_What is being asked_
Resume the article on the CISA layoffs and reassignments, writing on from its last sentence.

The layoffs and forced relocations are the latest phase of the White House’s massive downsizing of CISA, which experts warn could further deplete the U.S.’s already weakened cyber-defense force. While the full consequences of the staff reductions remain unclear, they could include diminished support for critical infrastructure organizations and a reduced readiness to counter evolving nation-state and criminal threats.

The Department of Homeland Security has laid off 176 employees since the federal government shut down on Oct. 1, according to a court filing, and a DHS statement indicated that CISA accounted for the bulk of those layoffs due to its past work combating election misinformation. “During the last administration, CISA was focused on censorship, branding and electioneering,” a spokesperson said. “This is part of getting CISA back on mission.”

According to two U.S. officials familiar with the matter, the layoffs targeted employees in CISA’s Stakeholder Engagement Division, which manages the agency’s relationships with state, local, international and critical infrastructure partners; the Integrated Operations Division, which delivers services to partner organizations and runs CISA’s around-the-clock watch center; and the Infrastructure Security Division’s Chemical Security unit, which helped protect chemical facilities. The Cybersecurity Division did not experience any layoffs, two officials said.

In addition to the layoffs, the Trump administration is also pushing out CISA employees in a less direct way.

DHS has spent the past several months sending relocation orders, known as Management Directed Reassignments (MDR), to CISA staffers working on a wide variety of critical tasks, according to six U.S. officials and a former official familiar with the matter, all of whom requested anonymity to speak freely. DHS is reassigning CISA employees to U.S. Immigration and Customs Enforcement, U.S. Customs and Border Protection, the Federal Emergency Management Agency and the Federal Protective Service, which guards immigration centers and other federal facilities. Refusing an MDR can be considered grounds for termination.

_Extracted data_
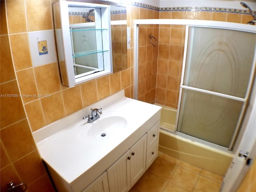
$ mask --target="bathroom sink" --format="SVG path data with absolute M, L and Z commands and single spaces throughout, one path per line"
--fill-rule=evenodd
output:
M 120 133 L 127 126 L 127 120 L 120 114 L 107 114 L 92 123 L 88 123 L 89 127 L 87 134 L 90 138 L 98 139 L 109 137 Z

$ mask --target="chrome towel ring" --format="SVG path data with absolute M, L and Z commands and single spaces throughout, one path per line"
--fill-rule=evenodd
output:
M 155 37 L 151 35 L 151 34 L 150 33 L 149 33 L 149 38 L 150 38 L 150 42 L 151 42 L 151 44 L 152 44 L 152 45 L 153 45 L 154 47 L 156 46 L 156 45 L 157 45 L 157 41 L 156 41 L 156 39 Z M 153 38 L 155 40 L 154 44 L 153 43 L 153 42 L 152 42 L 152 38 Z

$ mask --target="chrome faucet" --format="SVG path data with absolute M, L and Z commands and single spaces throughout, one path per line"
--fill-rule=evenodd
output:
M 94 121 L 96 119 L 100 118 L 100 114 L 102 114 L 102 112 L 101 111 L 102 109 L 100 108 L 100 109 L 93 109 L 92 108 L 91 110 L 92 112 L 91 114 L 89 114 L 87 116 L 83 117 L 83 119 L 86 119 L 86 118 L 88 118 L 88 123 L 90 123 Z

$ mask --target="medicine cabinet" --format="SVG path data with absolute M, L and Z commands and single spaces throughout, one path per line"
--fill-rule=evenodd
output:
M 62 84 L 72 87 L 112 73 L 110 6 L 61 0 L 53 10 Z

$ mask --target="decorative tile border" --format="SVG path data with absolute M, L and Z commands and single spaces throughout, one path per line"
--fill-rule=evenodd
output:
M 144 3 L 132 2 L 131 5 L 142 8 L 145 8 L 159 11 L 213 11 L 220 12 L 228 12 L 251 14 L 249 10 L 229 8 L 222 8 L 209 7 L 176 7 L 159 8 Z M 256 14 L 256 11 L 253 11 L 254 14 Z
M 68 15 L 86 15 L 88 14 L 88 12 L 69 12 Z M 90 15 L 92 14 L 90 14 Z
M 110 14 L 122 14 L 126 13 L 126 10 L 117 10 L 110 11 Z

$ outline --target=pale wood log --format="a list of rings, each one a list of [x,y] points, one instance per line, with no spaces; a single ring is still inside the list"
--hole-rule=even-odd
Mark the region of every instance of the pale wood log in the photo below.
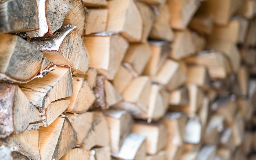
[[[76,26],[80,35],[83,35],[85,27],[85,22],[87,22],[88,15],[87,14],[81,0],[72,0],[73,7],[67,14],[64,19],[62,26],[70,24]]]
[[[89,59],[76,26],[63,26],[52,36],[28,41],[54,64],[70,66],[75,74],[85,73],[88,70]]]
[[[73,95],[67,98],[70,103],[67,111],[81,113],[87,111],[93,104],[95,96],[86,80],[83,78],[73,77]]]
[[[95,146],[104,147],[110,145],[108,126],[105,116],[100,112],[92,113],[92,126],[81,144],[81,147],[88,151]]]
[[[76,145],[75,132],[64,115],[38,131],[41,159],[59,159]]]
[[[143,122],[136,122],[132,132],[146,136],[146,152],[153,155],[164,149],[167,144],[167,132],[165,125],[161,122],[148,124]]]
[[[200,2],[197,0],[168,0],[167,4],[171,15],[170,26],[175,29],[184,29],[199,7]]]
[[[69,68],[57,67],[42,78],[19,86],[33,104],[43,110],[52,101],[72,96],[72,79]]]
[[[148,41],[148,38],[155,20],[156,16],[153,9],[150,5],[139,1],[135,2],[135,3],[142,20],[142,35],[141,41],[143,43],[145,43]]]
[[[132,0],[108,2],[108,20],[106,31],[120,33],[130,42],[139,42],[142,33],[142,20]]]
[[[133,79],[122,94],[124,101],[113,107],[139,114],[147,113],[148,108],[150,82],[147,76]]]
[[[75,148],[67,152],[60,160],[89,160],[90,153],[81,148]]]
[[[108,23],[108,9],[86,9],[85,35],[106,31]]]
[[[150,76],[155,75],[171,51],[170,44],[164,42],[150,41],[151,56],[143,74]]]
[[[160,5],[158,8],[159,14],[156,17],[149,37],[153,39],[173,41],[174,35],[169,26],[169,9],[165,4]]]
[[[118,154],[111,156],[119,160],[144,160],[146,157],[146,137],[132,133],[125,138]]]
[[[184,106],[189,104],[189,90],[185,86],[174,90],[169,95],[169,105]]]
[[[131,132],[133,120],[127,112],[110,110],[104,112],[110,135],[111,153],[118,154],[125,139]]]
[[[54,35],[54,32],[61,27],[66,15],[72,7],[72,0],[45,1],[45,17],[48,34]]]
[[[89,55],[90,66],[97,68],[99,73],[105,76],[108,79],[112,80],[129,44],[118,35],[97,35],[83,37],[83,43]]]
[[[93,90],[96,96],[93,107],[108,109],[123,99],[122,96],[103,75],[97,76]]]
[[[170,53],[170,57],[179,60],[195,53],[195,46],[190,31],[188,30],[175,31],[174,37],[174,41],[171,44],[172,50]],[[186,47],[184,47],[184,44],[186,44]]]
[[[36,0],[4,0],[0,7],[0,33],[26,32],[39,27]]]

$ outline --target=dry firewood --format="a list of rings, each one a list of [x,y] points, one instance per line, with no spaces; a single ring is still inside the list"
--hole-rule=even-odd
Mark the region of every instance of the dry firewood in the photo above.
[[[57,67],[47,76],[19,85],[36,106],[44,109],[52,102],[72,96],[72,77],[69,68]]]
[[[75,26],[66,26],[51,36],[33,38],[29,41],[54,64],[70,66],[74,73],[85,73],[88,70],[89,59]]]
[[[108,9],[86,9],[85,35],[106,31],[108,23]]]
[[[66,98],[70,100],[67,111],[76,113],[84,112],[93,104],[95,96],[84,78],[73,77],[72,81],[73,95]]]
[[[120,160],[144,160],[146,157],[145,136],[132,133],[124,140],[118,154],[111,154]]]
[[[200,4],[197,0],[168,0],[167,5],[171,15],[170,26],[177,29],[186,28]]]
[[[40,127],[38,131],[42,160],[58,160],[76,145],[75,132],[63,115],[48,127]]]
[[[39,28],[36,0],[6,0],[0,2],[0,33],[33,31]]]
[[[90,67],[97,68],[99,73],[112,80],[117,72],[129,44],[118,35],[103,34],[83,37],[83,42],[89,55]]]
[[[169,26],[170,11],[165,4],[159,7],[159,13],[156,17],[149,37],[153,39],[173,41],[174,39],[173,32]]]
[[[134,123],[132,132],[146,136],[146,152],[153,155],[163,149],[166,146],[167,132],[163,123],[147,123],[137,121]]]
[[[120,33],[130,42],[139,42],[142,33],[142,20],[132,0],[108,2],[108,20],[106,31]]]
[[[76,26],[79,34],[83,35],[88,16],[83,3],[81,0],[72,0],[72,4],[73,7],[65,16],[62,26]]]
[[[118,110],[104,112],[110,135],[111,153],[118,154],[124,139],[130,134],[133,120],[127,112]]]

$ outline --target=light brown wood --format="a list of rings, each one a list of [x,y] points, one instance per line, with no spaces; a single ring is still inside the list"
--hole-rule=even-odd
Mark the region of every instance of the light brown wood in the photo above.
[[[85,35],[106,31],[108,23],[108,9],[86,9]]]
[[[73,95],[67,98],[70,103],[67,111],[81,113],[87,111],[93,104],[95,96],[88,82],[83,78],[73,77]]]
[[[149,37],[153,39],[173,41],[174,35],[169,26],[169,8],[165,4],[160,5],[158,8],[159,14],[156,17]]]
[[[72,79],[69,68],[57,67],[47,76],[19,86],[33,104],[44,109],[52,101],[72,96]]]
[[[63,26],[52,36],[29,41],[54,64],[70,66],[75,74],[85,73],[88,70],[89,59],[76,26]]]
[[[167,144],[167,130],[165,125],[162,123],[153,124],[136,122],[133,125],[132,132],[146,137],[147,154],[156,154],[164,149]]]
[[[112,80],[128,48],[128,42],[116,34],[83,37],[83,40],[88,50],[90,67],[97,68],[99,73]]]
[[[133,120],[126,111],[110,110],[104,112],[110,135],[111,153],[118,154],[126,137],[130,133]]]
[[[106,31],[120,33],[129,42],[141,40],[142,20],[135,2],[132,0],[108,2],[108,20]]]

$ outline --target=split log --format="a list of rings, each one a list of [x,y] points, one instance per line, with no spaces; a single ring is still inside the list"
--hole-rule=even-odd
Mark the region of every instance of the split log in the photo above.
[[[57,65],[70,66],[72,71],[85,73],[89,59],[76,27],[66,26],[51,36],[31,38],[30,43]]]
[[[95,100],[94,93],[88,82],[83,78],[73,77],[73,95],[67,98],[70,103],[67,111],[81,113],[89,110]]]
[[[96,96],[94,108],[108,109],[123,99],[120,93],[102,75],[97,77],[93,90]]]
[[[170,26],[176,29],[184,29],[199,7],[200,2],[196,0],[168,0],[167,4],[171,15]]]
[[[85,35],[106,31],[108,23],[108,9],[86,9]]]
[[[164,42],[149,42],[151,56],[146,66],[144,74],[150,76],[156,74],[171,51],[170,44]]]
[[[146,157],[145,136],[132,133],[124,140],[118,154],[111,156],[120,160],[144,160]]]
[[[148,124],[137,121],[133,125],[132,132],[146,137],[147,154],[155,154],[164,149],[166,145],[167,132],[165,125],[162,123]]]
[[[169,9],[165,4],[163,4],[159,7],[158,9],[159,14],[156,17],[149,37],[153,39],[173,41],[174,35],[169,26]]]
[[[39,28],[38,9],[36,0],[1,2],[0,33],[15,33]]]
[[[52,102],[72,96],[72,77],[69,68],[57,67],[47,76],[19,85],[32,103],[43,110]]]
[[[115,9],[114,9],[115,10]],[[99,35],[99,36],[96,36]],[[128,48],[128,42],[116,34],[100,34],[83,37],[90,58],[90,67],[112,80]],[[99,44],[100,44],[100,46]]]
[[[131,132],[133,120],[125,111],[111,110],[104,114],[109,127],[111,153],[118,154],[125,139]]]
[[[38,131],[43,160],[59,159],[76,145],[75,132],[65,116],[47,127],[40,127]]]
[[[106,31],[120,33],[130,42],[141,40],[142,20],[135,2],[132,0],[108,2],[108,20]]]
[[[135,2],[135,3],[142,20],[142,35],[141,41],[143,43],[145,43],[148,41],[148,38],[155,20],[156,16],[153,9],[149,5],[139,1]]]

_Output below_
Cross-country marching orders

Many of these new jobs are across the country from where CISA employees live. “They’re MDRing someone from Georgia up to New York and MDRing someone from New York over to Texas,” said one U.S. official, who, like others interviewed for this story, requested anonymity to speak candidly.

Two CISA employees were reassigned to ICE jobs in D.C., even though “one of them lives nowhere near D.C.,” said a second U.S. official. “I know these people very well. They are doing sensitive and important work.”

In other cases, this person said, CISA staffers in D.C. are being ordered to move to Massachusetts, Texas and other states. One employee who was ordered to report to a new job in Alaska quit rather than relocate, according to the first official.

“In all cases,” said the second official, “it seems like it’s in an effort to get them to quit instead of firing them.”

Employees have been given seven days to respond to their new orders, multiple officials said. It is unclear how the ongoing federal government shutdown will affect that timeline, including whether DHS is extending the deadline until normal agency operations resume. Many employees still don’t know if they will be given more time to make a decision.

“It is playing, insecurity-wise, with your paycheck, your stability,” the first official said.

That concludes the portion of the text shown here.